## Document passage
■ ■ ■
I was recently over hearing a bunch of people arguing about this case at a coffee shop and I know in law school we discussed this briefly, but I wanted to refresh my recollection and that it would make for an interesting thread.

My understanding of the case is as follows:

A conservative group Citizens United wanted to air a documentary bashing Hilary Clinton before the Democratic Primary election. There was a Federal Statute that stood in the way of airing the documentary.

Citizen United filed suit alleging the statute violated their free speech and the documentary should be allowed. The court then decided by a 5-4 funding the documentary was free speech and allowed, which in essence allowed corporations to provide more money to campaigns to protect freedom of speech.

First I was wondering if my understanding is even correct and what people think.

My two cents if my understanding is correct is that groups, corporations, people, etc should be able to say what they want to say, but I understand the argument that is creates an unfair playing field.

Overhearing that conversation made me think of this board and I wanted to see if anyone had additional insight.

Your understanding is pretty close but there was a little bit more to this case which made it so controversial.
■ ■ ■
## Data rows
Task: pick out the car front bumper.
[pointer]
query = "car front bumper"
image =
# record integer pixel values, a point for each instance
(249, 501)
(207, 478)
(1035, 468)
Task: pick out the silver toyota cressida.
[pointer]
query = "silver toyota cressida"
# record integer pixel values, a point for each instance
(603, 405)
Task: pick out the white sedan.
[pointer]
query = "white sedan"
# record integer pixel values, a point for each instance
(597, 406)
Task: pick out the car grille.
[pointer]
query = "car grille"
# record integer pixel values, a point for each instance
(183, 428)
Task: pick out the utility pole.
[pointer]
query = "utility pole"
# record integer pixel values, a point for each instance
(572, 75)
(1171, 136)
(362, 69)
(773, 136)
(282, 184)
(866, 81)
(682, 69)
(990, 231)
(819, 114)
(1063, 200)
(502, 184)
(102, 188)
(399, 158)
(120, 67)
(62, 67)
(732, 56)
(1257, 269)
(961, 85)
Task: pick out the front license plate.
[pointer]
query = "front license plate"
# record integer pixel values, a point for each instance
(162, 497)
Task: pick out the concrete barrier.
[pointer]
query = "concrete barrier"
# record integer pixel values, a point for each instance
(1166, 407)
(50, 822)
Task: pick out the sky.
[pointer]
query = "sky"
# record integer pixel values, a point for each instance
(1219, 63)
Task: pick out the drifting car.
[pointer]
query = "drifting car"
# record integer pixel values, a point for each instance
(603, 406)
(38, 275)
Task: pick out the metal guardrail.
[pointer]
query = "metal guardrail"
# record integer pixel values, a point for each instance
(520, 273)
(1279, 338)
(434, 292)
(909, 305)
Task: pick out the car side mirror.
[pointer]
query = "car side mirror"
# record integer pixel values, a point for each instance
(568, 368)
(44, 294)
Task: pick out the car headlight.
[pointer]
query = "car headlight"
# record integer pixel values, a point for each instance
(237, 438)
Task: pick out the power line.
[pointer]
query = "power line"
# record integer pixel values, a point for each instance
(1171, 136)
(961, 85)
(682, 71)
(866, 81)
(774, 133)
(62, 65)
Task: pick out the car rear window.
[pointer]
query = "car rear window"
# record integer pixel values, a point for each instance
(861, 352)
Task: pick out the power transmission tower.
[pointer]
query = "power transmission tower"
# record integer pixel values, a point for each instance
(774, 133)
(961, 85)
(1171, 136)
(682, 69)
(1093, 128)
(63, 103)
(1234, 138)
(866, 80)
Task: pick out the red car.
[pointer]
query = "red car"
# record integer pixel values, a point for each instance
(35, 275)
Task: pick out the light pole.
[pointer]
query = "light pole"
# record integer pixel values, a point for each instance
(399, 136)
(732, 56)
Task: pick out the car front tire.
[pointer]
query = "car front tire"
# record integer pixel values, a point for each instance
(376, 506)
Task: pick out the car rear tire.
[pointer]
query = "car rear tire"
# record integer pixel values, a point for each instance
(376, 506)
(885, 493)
■ ■ ■
## Problems
1 – In the passage about the Citizens United case, by what margin did the court reach its decision?
2 – Extract, word for word, the portion of the passage about the Citizens United case that runs from "A conservative group" up to and including "unfair playing field.".
3 – Extend the passage about the Citizens United case, picking up right after its final sentence.

## Replies
1 – The court decided by a 5-4 margin.

2 –
A conservative group Citizens United wanted to air a documentary bashing Hilary Clinton before the Democratic Primary election. There was a Federal Statute that stood in the way of airing the documentary.

Citizen United filed suit alleging the statute violated their free speech and the documentary should be allowed. The court then decided by a 5-4 funding the documentary was free speech and allowed, which in essence allowed corporations to provide more money to campaigns to protect freedom of speech.

First I was wondering if my understanding is even correct and what people think.

My two cents if my understanding is correct is that groups, corporations, people, etc should be able to say what they want to say, but I understand the argument that is creates an unfair playing field.

3 –
As you mentioned earlier, this all started back in 2008 when Citizens United, a conservative non-profit corporation, created a 90-minute documentary right before the '08 Democratic Primary urging voters not to vote for Hillary Clinton. It wanted to distribute this movie through cable TV's video-on-demand feature. However, there are Federal Laws in place (at least there were before this ruling) that regulate corportions from spending money when it comes to political elections. One such law was the Bipartisan Campaign Reform Act of 2002, also known as the McCain–Feingold Act, named after the two senators that proposed it, John McCain (R-AZ) and Russell Feingold (D-WI). In a nut shell, the Act prohibited corporations and unions from using their money to (1) make direct contributions to political candidates, or (2) advocate the election or defeat of a political candidate through any form of media. The Act also required corporations or unions to place disclaimers on whatever political ads they made. Citizens United argued that it should be able to show the Hillary movie on-demand (complete without disclaimers) because it has a right to free speech. The Federal Election Commission (FEC) argued that its enforcement of these regulations against corportions and unions was constitutional because, unlike people, neither corporations or unions have a 1st Amendment right to free speech.

The FEC won below and Citizens United appealed to the Supreme Court which ruled 5-4 down ideological lines that corporations have a 1st Amendment right to free speech AND that right includes the right to spend as much money as they wish in political elections.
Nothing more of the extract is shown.